* [Your instructions]: Reproduce the material below line for line, leaving out the pictures.

* [Input]:
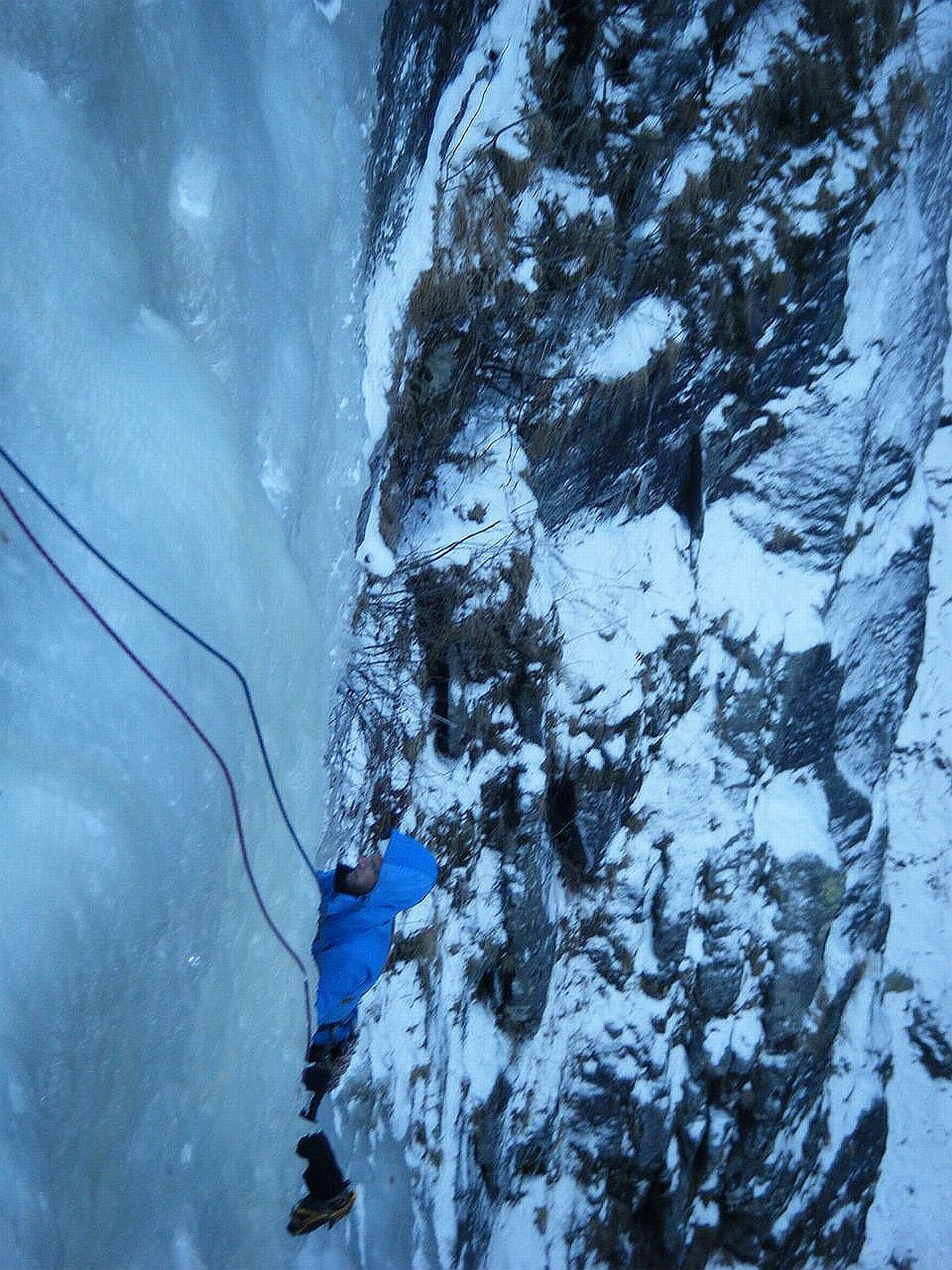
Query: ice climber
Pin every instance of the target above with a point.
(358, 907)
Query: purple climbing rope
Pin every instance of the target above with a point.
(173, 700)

* [Worked solution]:
Query: ice climber
Pin every instance of the target above with a point.
(358, 907)
Query: purple climbing rope
Pin every instance of the target above with a point.
(173, 700)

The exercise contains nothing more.